PAGE TEXT
(begin)
Mike Tomasky makes a rather aggressive and pointed case for cutting the South loose:

Trying to win Southern seats is not worth the ideological cost for Democrats….the Democratic Party cannot (and I’d say should not) try to calibrate its positions to placate Southern mores…
It’s lost. It’s gone. A different country…the Democratic Party shouldn’t bother trying. If they get no votes from the region, they will in turn owe it nothing, and in time the South, which is the biggest welfare moocher in the world in terms of the largesse it gets from the more advanced and innovative states, will be on its own, which is what Southerners always say they want anyway.

I don’t feel strongly about this debate either way, but I would add this: If there is one thing Democrats should be focused on winning back, it’s not necessarily the South; it’s control on the state level. Dem losses on that level, and the difficulties in reversing them, could have important long term consequences for future redistricting — and, by extension, Dem chances of taking back the House in the near future.

The Cook Political report has two articles crunching election numbers that should alarm Democrats. The first reports: “Today, about 55 percent of all state legislative seats in the country are held by Republicans. That’s the largest share of GOP state legislators since the 1920s.” What’s more, that piece notes, even in battleground states that Obama carried in 2012 — “Ohio, Pennsylvania, Michigan, Wisconsin, and Florida — Dems are “in the minority at the legislative and congressional level.”
(end)
PROVIDED MATERIAL
(begin)
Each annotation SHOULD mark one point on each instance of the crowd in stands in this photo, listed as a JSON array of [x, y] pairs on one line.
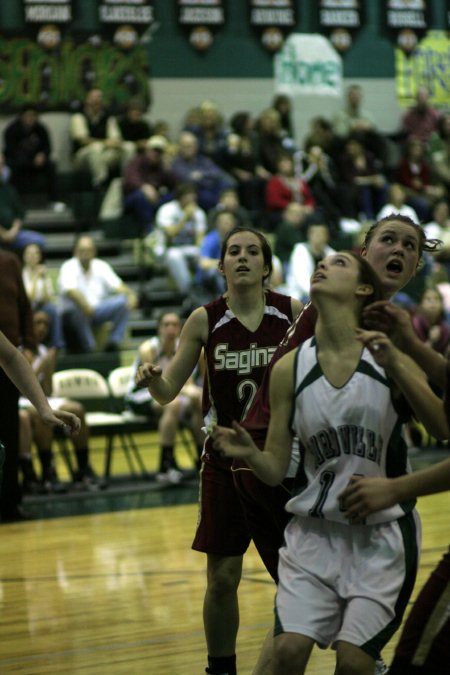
(end)
EXERCISE TASKS
A: Swap "region" for "area" and write out the commentary on Democrats and the South, starting at "Mike Tomasky makes" and ending at "they want anyway.".
B: Resume the commentary on Democrats and the South after its final sentence.

RESPONSES TO THE TASKS
A:
Mike Tomasky makes a rather aggressive and pointed case for cutting the South loose:

Trying to win Southern seats is not worth the ideological cost for Democrats….the Democratic Party cannot (and I’d say should not) try to calibrate its positions to placate Southern mores…
It’s lost. It’s gone. A different country…the Democratic Party shouldn’t bother trying. If they get no votes from the area, they will in turn owe it nothing, and in time the South, which is the biggest welfare moocher in the world in terms of the largesse it gets from the more advanced and innovative states, will be on its own, which is what Southerners always say they want anyway.

B:
The second Cook piece reports in a new way on the difficulties Democrats face in winning back the House. The 2014 election, notes Dave Wasserman, revealed what has been wrought by the combination of population distribution and redistricting, which has wasted untold numbers of Dem votes by packing them inefficiently into districts in ways that game the national House map to the GOP’s advantage. The result: While Dems won 47.1 percent of the popular vote, they only won 43.2 percent of seats, suggesting that “Democrats might expect to consistently receive about four percent fewer seats than votes.”

As Wasserman notes, that will make it harder, not easier, to win back the House, unless Democrats can develop “a long-term strategy for winning more gubernatorial races and legislative seats to put less GOP-friendly maps in place by 2022.” Wasserman concludes: “What Democrats really need is a long-term plan.”

Yet the incoming DCCC chair, Ben Ray Lujan, sounded a bit casual about the party’s long term prospects in an interview with Scott Bland. He suggested improved field operations and the presidential year demographics of 2016 will go a long way towards helping win back the 30 seats (!) Dems need to retake the House, even though it seems obvious some redistricting success will be necessary.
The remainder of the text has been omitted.